Document excerpt —
Regarding Cloudflare, I have written numerous technical discussions since migrating all our infrastructure there last year.
Following its better-than-expected earnings report, Cloudflare has received very positive market feedback, even as the software and SaaS sectors remain entangled in the "AI victim" narrative.
Those who are not Cloudflare users might struggle to articulate its core competitiveness or even understand what the company does, other than seeing it in headlines when its outages cause major services like ChatGPT and Claude to go down.
Indeed, most average users encounter Cloudflare through security verifications when visiting websites—those moments where you must click to prove you are human. You will likely see the Cloudflare logo then; they provide this service, especially for many startup apps and websites.
CDN and attack mitigation were Cloudflare's earliest businesses, and today, more than 20% of all internet traffic passes through its network.
However, today's Cloudflare is far from what it used to be:
If we use "vibe coding" to generate a website or app and want to deploy it, there are several options; Cloudflare is one of them.
If we need to assign a domain and perform DNS resolution, there are many choices; Cloudflare is one of them.
If we want to enable security protection for a website, Cloudflare is one of the few viable choices.

Supplied entries —
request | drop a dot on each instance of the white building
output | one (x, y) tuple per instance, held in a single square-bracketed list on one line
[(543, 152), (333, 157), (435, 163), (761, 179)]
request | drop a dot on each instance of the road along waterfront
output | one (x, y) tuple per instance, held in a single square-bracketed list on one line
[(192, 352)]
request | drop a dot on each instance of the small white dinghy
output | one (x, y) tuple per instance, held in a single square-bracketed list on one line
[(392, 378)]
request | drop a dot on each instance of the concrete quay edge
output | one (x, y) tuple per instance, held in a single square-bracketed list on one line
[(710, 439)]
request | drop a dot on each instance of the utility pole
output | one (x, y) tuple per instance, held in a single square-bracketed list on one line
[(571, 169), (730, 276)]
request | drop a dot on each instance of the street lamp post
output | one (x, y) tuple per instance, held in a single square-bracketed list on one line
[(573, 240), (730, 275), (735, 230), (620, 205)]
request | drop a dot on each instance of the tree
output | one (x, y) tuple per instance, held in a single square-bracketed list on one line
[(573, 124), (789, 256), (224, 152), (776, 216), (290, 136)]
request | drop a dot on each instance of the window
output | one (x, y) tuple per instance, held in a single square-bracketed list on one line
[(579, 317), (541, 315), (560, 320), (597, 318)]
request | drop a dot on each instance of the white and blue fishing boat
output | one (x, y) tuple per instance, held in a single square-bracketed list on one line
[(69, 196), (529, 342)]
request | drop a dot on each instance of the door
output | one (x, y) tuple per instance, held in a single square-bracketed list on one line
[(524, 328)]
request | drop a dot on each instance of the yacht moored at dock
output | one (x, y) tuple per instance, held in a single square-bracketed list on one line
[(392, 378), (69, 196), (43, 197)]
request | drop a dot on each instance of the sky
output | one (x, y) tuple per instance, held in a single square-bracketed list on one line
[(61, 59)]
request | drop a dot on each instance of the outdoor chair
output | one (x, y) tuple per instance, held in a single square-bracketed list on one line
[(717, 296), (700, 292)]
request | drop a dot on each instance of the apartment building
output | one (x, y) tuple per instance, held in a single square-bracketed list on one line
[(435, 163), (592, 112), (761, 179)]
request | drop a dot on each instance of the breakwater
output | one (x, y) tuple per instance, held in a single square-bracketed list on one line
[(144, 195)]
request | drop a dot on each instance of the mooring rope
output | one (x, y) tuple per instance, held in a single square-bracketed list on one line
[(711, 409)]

Your assignment —
Reproduce the Cloudflare passage word for word, from "Following its better-than-expected" up to and including "to go down.". Rely only on the Cloudflare passage.

Solution to this task —
Following its better-than-expected earnings report, Cloudflare has received very positive market feedback, even as the software and SaaS sectors remain entangled in the "AI victim" narrative.
Those who are not Cloudflare users might struggle to articulate its core competitiveness or even understand what the company does, other than seeing it in headlines when its outages cause major services like ChatGPT and Claude to go down.